▶ **Testo riportato**:
Istruttiva sentenza bolognese sulla disciplina brevettuale , rimedi compresi

Trib. Bologna n. 258/2021, RG 20004/2013, del 03 febbraio 2021, rel. Rimondini, offre un’utile panoramica delle questioni da trattare nei giudizi brevettuali.

– p. 17-19:  ripasso dei requisiti di brevettabilità

– modalità del rinvio alle ctu: < Il Tribunale non ha pertanto
motivi per discostarsi dalle considerazioni del consulente, in quanto frutto di un
iter logico ineccepibile e condotto in modo accurato, in aderenza ai documenti,
agli atti e allo stato di fatto analizzato
>, p. 23

– limitazione delle rivendicaizoni ex 76/3 cpi: senpre ammessa,   <purchè la stessa non sia posta in modo
abusivo e reiterato e rimanga entro i limiti del contenuto della domanda di
brevetto originaria (cfr. Tribunale Bologna, Sezione Specializzata in materia di
Impresa, 21.3.2018, n. 1223, in
www.giuraemilia. >, p. 26

– la descrizione può essere anche più più ampia della rivendicaizone dipendente: p. 27

– esclusa l’assegnazione in proprietà perchè inibitoria e ritiro dal commercio, disposte, son sufficienti per adeguata tutela, p. 32: questione interessante (in effetti la legge dà discrezionalità al giudice)

– concorrenza sleale ex 2598 n. 3 cc: esclusa per genericità della domanda: < Al riguardo va osservato che l’azione di contraffazione e quella di
concorrenza sleale sono certamente cumulabili, ma nel caso in esame l’azione ex
art. 2598 c.c. deve ritenersi infondata. Parte attrice, infatti, si è limitata a dedurre
tempestivamente solo che la realizzazione e commercializzazione di macchinari in
contraffazione con i diritti di privativa di Projecta integrava l’illecito
concorrenziale. Tale indicazione deve ritenersi troppo generica, non individuando
i fatti costitutivi alla base della domanda di concorrenza sleale
>. Affermazione assai perplessa, dato che la slealtà è in re ipsa dopo accertata la contraffazione. Semmai il problema è che il comando da c.p.i. copre quello emanabile da conc. sleale ex c.c., senza dare nulla in più : ma andava detto e motivato.

▶ **Compito A**: Riscrivi il tratto delle voci che va dal loro inizio fino alla riga contenente "212 61 L 213", inclusa, sostituendo "ceiling fan blade" con "fan blade" e lasciando invariato tutto il resto. Ometti le immagini.
Il testo e le voci provengono da fonti distinte.

▶ **Materiale fornito**:

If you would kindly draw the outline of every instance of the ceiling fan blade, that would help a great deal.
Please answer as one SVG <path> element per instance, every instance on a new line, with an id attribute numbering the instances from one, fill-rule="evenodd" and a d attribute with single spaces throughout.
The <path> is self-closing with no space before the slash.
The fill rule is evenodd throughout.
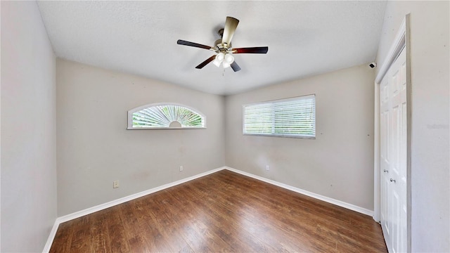
<path id="1" fill-rule="evenodd" d="M 212 61 L 213 61 L 214 59 L 215 59 L 215 58 L 216 58 L 216 55 L 214 55 L 214 56 L 210 57 L 209 58 L 206 59 L 206 60 L 205 60 L 202 63 L 199 64 L 197 67 L 195 67 L 195 68 L 201 69 L 203 67 L 206 66 L 207 64 L 208 64 L 208 63 L 211 63 Z"/>
<path id="2" fill-rule="evenodd" d="M 227 45 L 230 44 L 231 39 L 233 39 L 233 35 L 234 35 L 234 32 L 236 30 L 236 27 L 238 27 L 238 20 L 231 17 L 226 17 L 226 20 L 225 20 L 225 28 L 224 28 L 224 34 L 222 35 L 222 44 L 226 44 Z"/>
<path id="3" fill-rule="evenodd" d="M 233 53 L 267 53 L 269 46 L 233 48 Z"/>
<path id="4" fill-rule="evenodd" d="M 233 61 L 233 63 L 231 63 L 231 67 L 233 69 L 233 70 L 234 70 L 234 72 L 238 72 L 240 70 L 240 67 L 239 67 L 239 65 L 238 65 L 238 63 L 236 63 L 236 61 Z"/>
<path id="5" fill-rule="evenodd" d="M 205 48 L 205 49 L 211 49 L 211 46 L 210 46 L 202 45 L 202 44 L 199 44 L 198 43 L 186 41 L 182 39 L 179 39 L 178 41 L 176 41 L 176 44 L 179 45 L 190 46 L 198 47 L 198 48 Z"/>

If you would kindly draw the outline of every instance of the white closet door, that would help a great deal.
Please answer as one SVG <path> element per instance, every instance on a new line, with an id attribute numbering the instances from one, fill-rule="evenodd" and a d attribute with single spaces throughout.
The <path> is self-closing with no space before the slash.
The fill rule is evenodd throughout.
<path id="1" fill-rule="evenodd" d="M 406 61 L 404 48 L 380 84 L 380 218 L 391 253 L 407 250 Z"/>

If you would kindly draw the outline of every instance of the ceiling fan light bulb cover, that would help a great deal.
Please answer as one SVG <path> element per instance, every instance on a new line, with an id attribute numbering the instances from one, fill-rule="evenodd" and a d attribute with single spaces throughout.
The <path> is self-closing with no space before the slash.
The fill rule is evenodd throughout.
<path id="1" fill-rule="evenodd" d="M 219 53 L 216 56 L 216 60 L 219 60 L 219 62 L 221 62 L 222 60 L 224 60 L 224 58 L 225 58 L 225 54 L 224 53 Z"/>

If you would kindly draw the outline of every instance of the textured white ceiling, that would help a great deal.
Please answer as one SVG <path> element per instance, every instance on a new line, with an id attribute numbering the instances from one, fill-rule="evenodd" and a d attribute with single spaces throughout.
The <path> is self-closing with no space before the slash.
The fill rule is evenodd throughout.
<path id="1" fill-rule="evenodd" d="M 385 1 L 38 1 L 58 57 L 215 94 L 232 94 L 374 60 Z M 210 63 L 227 15 L 242 70 Z"/>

▶ **Compito B**:
Rispondi a queste domande sulla nota relativa alla sentenza bolognese:
(i) Qual è il numero della sentenza del Tribunale di Bologna?
(ii) A quale pagina la sentenza tratta la limitazione delle rivendicazioni ex art. 76/3 c.p.i.?
(iii) Per quale motivo è stata esclusa l'assegnazione in proprietà?

▶ **Risultato finale A**:
If you would kindly draw the outline of every instance of the fan blade, that would help a great deal.
Please answer as one SVG <path> element per instance, every instance on a new line, with an id attribute numbering the instances from one, fill-rule="evenodd" and a d attribute with single spaces throughout.
The <path> is self-closing with no space before the slash.
The fill rule is evenodd throughout.
<path id="1" fill-rule="evenodd" d="M 212 61 L 213 61 L 214 59 L 215 59 L 215 58 L 216 58 L 216 55 L 214 55 L 214 56 L 210 57 L 209 58 L 206 59 L 206 60 L 205 60 L 202 63 L 199 64 L 197 67 L 195 67 L 195 68 L 201 69 L 203 67 L 206 66 L 207 64 L 208 64 L 208 63 L 211 63 Z"/>

▶ **Risultato finale B**:
(i) 258/2021.
(ii) A pagina 26.
(iii) L'inibitoria e il ritiro dal commercio, già disposti, erano sufficienti per un'adeguata tutela.